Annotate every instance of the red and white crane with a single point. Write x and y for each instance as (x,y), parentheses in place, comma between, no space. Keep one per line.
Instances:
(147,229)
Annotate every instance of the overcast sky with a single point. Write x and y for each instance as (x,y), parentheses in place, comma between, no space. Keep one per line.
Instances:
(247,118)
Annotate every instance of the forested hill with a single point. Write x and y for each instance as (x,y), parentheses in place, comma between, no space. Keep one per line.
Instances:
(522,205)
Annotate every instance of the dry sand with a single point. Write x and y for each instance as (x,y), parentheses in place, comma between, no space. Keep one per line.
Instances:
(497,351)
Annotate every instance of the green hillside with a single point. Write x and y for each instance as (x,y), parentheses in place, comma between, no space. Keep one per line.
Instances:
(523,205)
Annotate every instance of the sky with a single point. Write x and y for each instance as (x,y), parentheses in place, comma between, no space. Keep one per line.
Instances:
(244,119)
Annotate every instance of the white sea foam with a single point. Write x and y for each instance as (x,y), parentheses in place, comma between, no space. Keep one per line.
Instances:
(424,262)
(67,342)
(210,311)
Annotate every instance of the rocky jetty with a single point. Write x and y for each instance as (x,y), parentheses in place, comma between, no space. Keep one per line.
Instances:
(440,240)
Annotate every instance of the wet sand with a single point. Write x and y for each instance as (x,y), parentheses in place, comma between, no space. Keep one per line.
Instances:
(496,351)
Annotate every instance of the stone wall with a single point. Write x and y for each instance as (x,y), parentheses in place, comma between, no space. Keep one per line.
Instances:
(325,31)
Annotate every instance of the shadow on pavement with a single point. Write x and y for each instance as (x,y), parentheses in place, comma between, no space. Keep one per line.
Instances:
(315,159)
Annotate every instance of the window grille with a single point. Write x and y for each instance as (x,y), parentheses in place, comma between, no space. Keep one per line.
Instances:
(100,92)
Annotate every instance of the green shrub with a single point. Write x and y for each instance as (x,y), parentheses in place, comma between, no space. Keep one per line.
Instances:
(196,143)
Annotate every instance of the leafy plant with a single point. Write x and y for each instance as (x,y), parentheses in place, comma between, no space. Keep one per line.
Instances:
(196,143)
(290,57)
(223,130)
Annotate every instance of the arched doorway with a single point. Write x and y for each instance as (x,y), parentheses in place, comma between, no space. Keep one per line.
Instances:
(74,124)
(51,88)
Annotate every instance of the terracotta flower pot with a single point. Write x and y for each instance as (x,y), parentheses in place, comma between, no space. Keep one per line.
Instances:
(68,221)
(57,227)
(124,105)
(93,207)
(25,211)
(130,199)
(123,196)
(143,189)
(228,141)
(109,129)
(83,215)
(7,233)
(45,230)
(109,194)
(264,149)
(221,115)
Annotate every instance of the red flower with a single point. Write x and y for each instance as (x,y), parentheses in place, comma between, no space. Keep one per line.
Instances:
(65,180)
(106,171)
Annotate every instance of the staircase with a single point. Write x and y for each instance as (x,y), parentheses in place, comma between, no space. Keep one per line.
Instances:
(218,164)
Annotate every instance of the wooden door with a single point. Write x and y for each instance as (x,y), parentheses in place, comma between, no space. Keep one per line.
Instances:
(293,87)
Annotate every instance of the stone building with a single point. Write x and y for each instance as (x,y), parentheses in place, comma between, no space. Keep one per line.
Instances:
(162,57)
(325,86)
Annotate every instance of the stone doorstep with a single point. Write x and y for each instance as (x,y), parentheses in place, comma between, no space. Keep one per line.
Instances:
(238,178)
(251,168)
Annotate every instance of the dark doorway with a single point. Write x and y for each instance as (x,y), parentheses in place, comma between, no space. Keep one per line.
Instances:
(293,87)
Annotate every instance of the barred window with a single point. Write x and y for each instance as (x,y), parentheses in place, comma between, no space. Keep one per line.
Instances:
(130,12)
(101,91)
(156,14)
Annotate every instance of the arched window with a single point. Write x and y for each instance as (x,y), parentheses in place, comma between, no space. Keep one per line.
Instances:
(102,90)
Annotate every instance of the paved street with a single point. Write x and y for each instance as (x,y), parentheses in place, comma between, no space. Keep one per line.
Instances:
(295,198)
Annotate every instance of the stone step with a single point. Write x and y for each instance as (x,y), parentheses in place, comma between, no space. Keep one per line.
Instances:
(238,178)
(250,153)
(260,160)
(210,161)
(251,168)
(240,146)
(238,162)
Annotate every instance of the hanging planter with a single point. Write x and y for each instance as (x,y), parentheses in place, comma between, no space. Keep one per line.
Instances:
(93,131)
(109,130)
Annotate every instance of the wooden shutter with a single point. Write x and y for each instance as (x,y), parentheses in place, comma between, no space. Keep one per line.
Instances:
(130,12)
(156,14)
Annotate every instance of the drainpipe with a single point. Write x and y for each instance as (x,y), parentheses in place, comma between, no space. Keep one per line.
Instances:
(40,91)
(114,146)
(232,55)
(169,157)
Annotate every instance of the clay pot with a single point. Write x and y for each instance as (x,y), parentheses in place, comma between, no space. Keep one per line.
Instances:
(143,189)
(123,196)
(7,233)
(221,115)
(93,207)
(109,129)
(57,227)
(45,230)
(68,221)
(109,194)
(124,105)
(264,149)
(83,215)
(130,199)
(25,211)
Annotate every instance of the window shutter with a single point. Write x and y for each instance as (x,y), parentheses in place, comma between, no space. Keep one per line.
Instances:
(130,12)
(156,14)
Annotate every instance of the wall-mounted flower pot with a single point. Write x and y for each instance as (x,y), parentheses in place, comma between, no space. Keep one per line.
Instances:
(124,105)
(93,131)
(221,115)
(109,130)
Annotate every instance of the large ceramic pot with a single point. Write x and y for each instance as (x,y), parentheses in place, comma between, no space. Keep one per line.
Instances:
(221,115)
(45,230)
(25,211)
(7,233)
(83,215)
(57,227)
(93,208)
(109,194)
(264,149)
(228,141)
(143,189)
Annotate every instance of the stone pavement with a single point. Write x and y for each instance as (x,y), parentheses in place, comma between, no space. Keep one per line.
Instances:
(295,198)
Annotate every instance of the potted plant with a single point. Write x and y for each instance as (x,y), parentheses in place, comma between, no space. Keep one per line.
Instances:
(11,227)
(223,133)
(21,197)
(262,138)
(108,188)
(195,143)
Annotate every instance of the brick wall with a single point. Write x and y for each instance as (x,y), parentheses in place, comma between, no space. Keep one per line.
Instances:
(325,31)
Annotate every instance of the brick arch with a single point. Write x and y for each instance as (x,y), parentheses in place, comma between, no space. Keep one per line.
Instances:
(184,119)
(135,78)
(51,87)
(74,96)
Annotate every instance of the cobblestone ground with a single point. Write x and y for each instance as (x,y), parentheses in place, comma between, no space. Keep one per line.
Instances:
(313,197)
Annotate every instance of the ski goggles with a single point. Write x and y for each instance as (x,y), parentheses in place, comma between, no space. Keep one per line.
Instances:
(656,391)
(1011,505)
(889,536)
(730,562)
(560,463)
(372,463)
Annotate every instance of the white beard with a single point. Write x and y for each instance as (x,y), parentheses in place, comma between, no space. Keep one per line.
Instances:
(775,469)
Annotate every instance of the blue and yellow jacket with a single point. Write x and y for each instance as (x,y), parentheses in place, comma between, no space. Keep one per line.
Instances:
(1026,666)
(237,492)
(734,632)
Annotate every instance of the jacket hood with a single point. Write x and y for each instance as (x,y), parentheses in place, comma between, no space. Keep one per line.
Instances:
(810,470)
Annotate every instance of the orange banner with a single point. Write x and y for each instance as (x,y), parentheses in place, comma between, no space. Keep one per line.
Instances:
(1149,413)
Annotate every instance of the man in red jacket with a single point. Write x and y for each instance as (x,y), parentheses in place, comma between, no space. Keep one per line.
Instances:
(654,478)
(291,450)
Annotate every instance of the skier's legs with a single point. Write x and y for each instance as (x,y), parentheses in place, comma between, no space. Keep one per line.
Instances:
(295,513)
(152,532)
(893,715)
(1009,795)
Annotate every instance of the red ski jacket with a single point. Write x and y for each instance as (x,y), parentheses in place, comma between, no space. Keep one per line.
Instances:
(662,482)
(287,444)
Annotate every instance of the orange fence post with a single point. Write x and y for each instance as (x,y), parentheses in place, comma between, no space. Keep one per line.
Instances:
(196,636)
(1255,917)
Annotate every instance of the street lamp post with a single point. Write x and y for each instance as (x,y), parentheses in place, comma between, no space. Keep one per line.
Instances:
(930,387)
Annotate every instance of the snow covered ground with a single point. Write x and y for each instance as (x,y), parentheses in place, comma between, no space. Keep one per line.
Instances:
--*--
» REQUEST
Nothing but the lines from the one with "Annotate every instance of the orange fence" through the end of the data above should be repeated, each exactly as it stands.

» EXERCISE SOLUTION
Annotate every instance of the orange fence post with a single point. Write x and y for each instance as (x,y), parentheses in place, comma between, no space. Keep one per line.
Instances:
(196,636)
(1255,917)
Annotate every instance of the street lamp post with a single point. Write x and y for each instance as (x,y), parentheses in place, comma between, no space. Keep one per line.
Instances:
(930,387)
Annotate every instance of the snow covered ground with a single point. Write x and y for each instance as (x,y), parentheses in place, comma between, no space. Keep one per line.
Instances:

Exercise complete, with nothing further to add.